» **Task item**: Replicate the data exactly, every line included.

Start of Block

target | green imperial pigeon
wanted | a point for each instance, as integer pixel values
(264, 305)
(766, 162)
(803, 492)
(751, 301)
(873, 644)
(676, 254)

End of Block

» **Task output**:
target | green imperial pigeon
wanted | a point for each instance, as integer pixel values
(264, 305)
(766, 162)
(803, 492)
(751, 301)
(873, 644)
(676, 254)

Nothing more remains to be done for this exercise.